(Stated goal): Update the entries below by replacing each occurrence of "sofa" with "couch", leaving everything else unchanged. Omit the pictures from your answer.

(Stored rows):
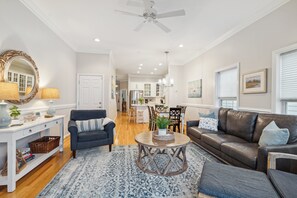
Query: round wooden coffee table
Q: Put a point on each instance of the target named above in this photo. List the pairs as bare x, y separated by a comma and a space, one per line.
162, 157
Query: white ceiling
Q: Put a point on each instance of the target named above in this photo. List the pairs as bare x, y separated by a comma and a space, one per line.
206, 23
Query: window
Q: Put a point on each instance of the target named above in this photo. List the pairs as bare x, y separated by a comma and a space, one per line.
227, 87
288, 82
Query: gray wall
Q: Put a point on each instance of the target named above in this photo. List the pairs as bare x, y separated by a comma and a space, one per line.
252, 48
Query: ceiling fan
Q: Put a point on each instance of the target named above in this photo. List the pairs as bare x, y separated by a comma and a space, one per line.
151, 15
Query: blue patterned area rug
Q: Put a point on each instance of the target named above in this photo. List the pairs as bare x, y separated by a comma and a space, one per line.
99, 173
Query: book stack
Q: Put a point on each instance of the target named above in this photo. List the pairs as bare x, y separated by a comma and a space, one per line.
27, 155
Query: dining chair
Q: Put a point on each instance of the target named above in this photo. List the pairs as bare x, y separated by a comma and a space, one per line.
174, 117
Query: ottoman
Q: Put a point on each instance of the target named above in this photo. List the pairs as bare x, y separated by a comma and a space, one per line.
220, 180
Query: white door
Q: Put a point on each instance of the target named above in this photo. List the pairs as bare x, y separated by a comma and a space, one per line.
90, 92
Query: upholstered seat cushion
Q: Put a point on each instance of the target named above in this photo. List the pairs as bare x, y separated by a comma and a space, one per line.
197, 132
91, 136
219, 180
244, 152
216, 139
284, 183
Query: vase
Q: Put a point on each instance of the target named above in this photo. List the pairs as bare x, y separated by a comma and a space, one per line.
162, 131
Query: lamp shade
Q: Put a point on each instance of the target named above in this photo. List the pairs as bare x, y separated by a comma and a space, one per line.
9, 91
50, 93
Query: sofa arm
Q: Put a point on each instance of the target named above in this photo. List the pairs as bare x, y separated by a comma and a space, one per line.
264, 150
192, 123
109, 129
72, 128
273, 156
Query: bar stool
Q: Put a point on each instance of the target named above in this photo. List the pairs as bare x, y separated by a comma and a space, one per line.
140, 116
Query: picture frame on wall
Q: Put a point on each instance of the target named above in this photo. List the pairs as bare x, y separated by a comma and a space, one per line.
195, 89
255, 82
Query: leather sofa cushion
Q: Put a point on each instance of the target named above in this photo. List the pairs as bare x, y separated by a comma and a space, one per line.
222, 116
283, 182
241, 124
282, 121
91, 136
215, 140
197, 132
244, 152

(Exercise output):
Query: round wooden coffee table
Q: Put a point on each instance of the target named above in this photo. List the pairs as bare x, y separated by a comma and a space, one per line.
162, 157
Query: white ceiling
Q: Put a point on each instance of the target named above in this photo. List the pairs as bare x, y separated by a comma and a space, one per line.
206, 23
Query: window
Q: Put a point on each instance of the target named above in this photo. List the pairs as bare x, y separated by a comma and a space, one per line.
227, 87
288, 82
Query: gray wall
Q: Put a point on each instance of the target named above in this photo. List the pairs as bare x, y separated by a comma and a space, one per line.
252, 48
Query: ceiling fan
Q: Put a point on each instance of the target named above in this photo. List the pairs as bare x, y separated by a comma and a space, one per line.
151, 15
Query: blue patterned area rug
Q: Put a point on each instance of the target named above in this photo. List the pairs as bare x, y separated by a comma and a space, one per line.
99, 173
Query: book stack
Q: Put a point on each instance of the target named above in this photo. List the pairs as bare x, y separated by a comma and a space, one per line.
27, 155
Query: dining chair
Q: Put a point on each instance of the target named above in this photo. List the pairs as bare x, y separated by a comma and a space, one per line.
174, 117
Query: ottoman
Q: Put a point on each instance of the target named above in this photo. List the pairs as bare x, y separated by a comma and a space, one per line.
220, 180
Query: white door
Q: Put a point on each instance of the target named above in this photo. List the pairs as bare x, y separated by a comma and a space, one per line.
90, 92
Query: upholstered seat cushion
Q: Put a point on each instance of the target named above in this photo. List the pairs as bare x, y separated by a comma and a space, one per line.
197, 132
91, 136
219, 180
244, 152
216, 139
284, 183
Query: vase
Q: Put a point on each instance of the target named above in this photo. List the pairs as bare x, y separated by a comma and a space, one per line.
162, 131
Query: lamp shade
Q: Put a point on each instance of the target named above in this photo. List the pairs as bare x, y separated by a comma and a space, one per line.
9, 91
50, 93
Query: couch arm
Q: Put a point on each instance of the target named above in this photo. List the pairs as bare x, y separated by a comma and a space, one per line.
264, 150
192, 123
109, 129
72, 128
273, 156
Query: bar stool
Q: Put a point on each instance of the target named above in this photo. List the pairs as bare x, y separated by a comma and a space, one per line.
140, 116
Query: picture frame on wall
Q: Put a point on each instance of the target named above in this photo. List the pairs as bare x, y separated by a comma and a space, one per line.
195, 89
255, 82
Query: leather couch cushion
Q: Put a point on each instance of the target named above in this photo. List the pairs as bare x, y separated by a comma and a space, one per line.
222, 116
283, 182
241, 124
282, 121
91, 136
215, 140
197, 132
244, 152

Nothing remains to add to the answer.